**Exercise objective**. Report back every line of the entries that contains "indicate", exactly as written.

**Data**.
================================

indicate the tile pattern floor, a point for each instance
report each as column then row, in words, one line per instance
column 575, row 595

================================

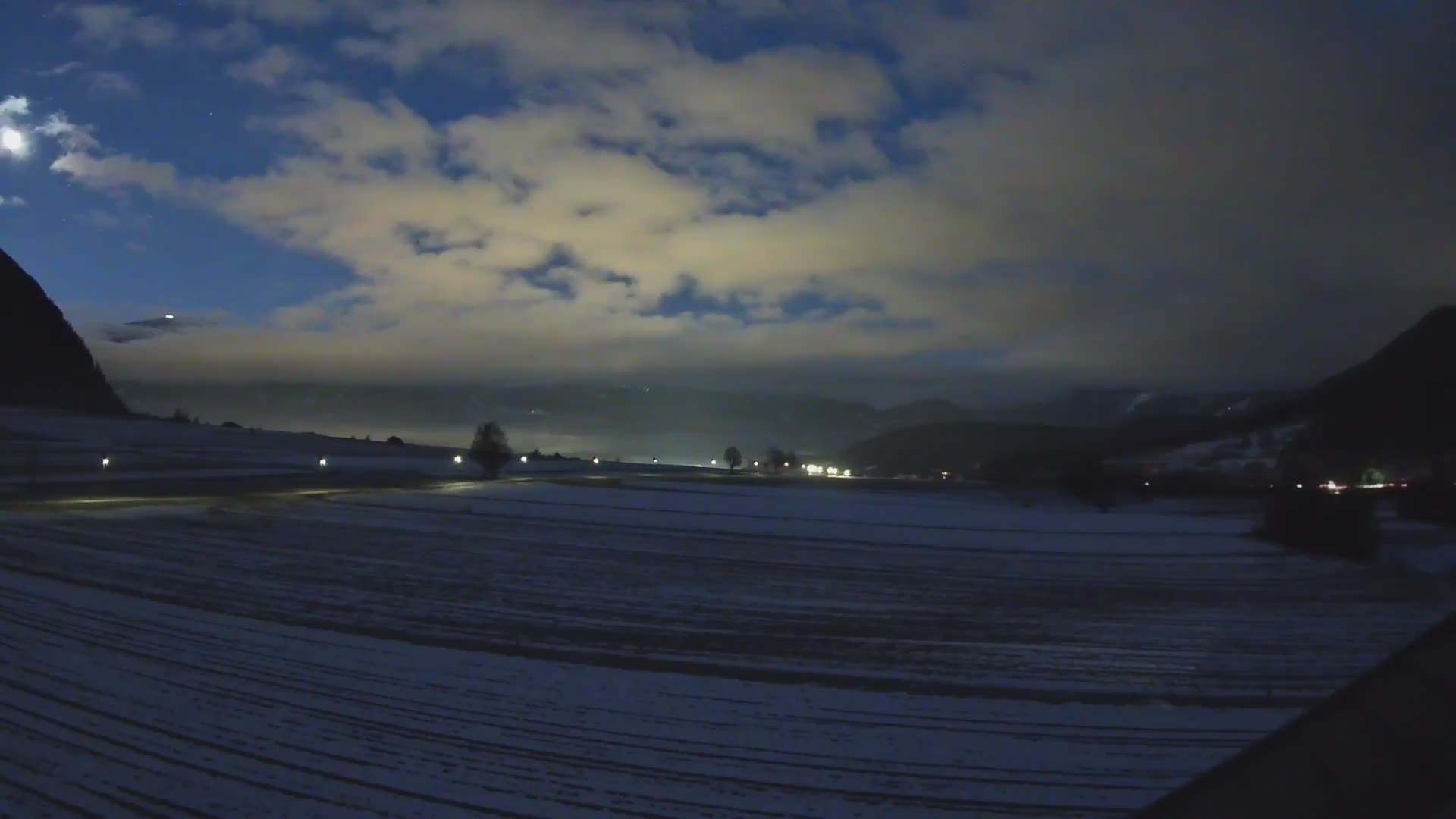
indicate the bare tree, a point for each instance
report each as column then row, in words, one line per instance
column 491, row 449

================================

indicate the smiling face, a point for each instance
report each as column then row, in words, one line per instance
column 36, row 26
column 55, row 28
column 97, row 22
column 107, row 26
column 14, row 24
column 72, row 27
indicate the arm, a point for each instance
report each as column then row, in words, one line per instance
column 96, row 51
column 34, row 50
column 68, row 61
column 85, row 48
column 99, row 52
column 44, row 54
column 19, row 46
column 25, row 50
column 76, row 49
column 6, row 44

================================

**Answer to this task**.
indicate the tile pattern floor, a point for each instance
indicate the bare tree, a point for each instance
indicate the smiling face, a point for each instance
indicate the arm, a point for each instance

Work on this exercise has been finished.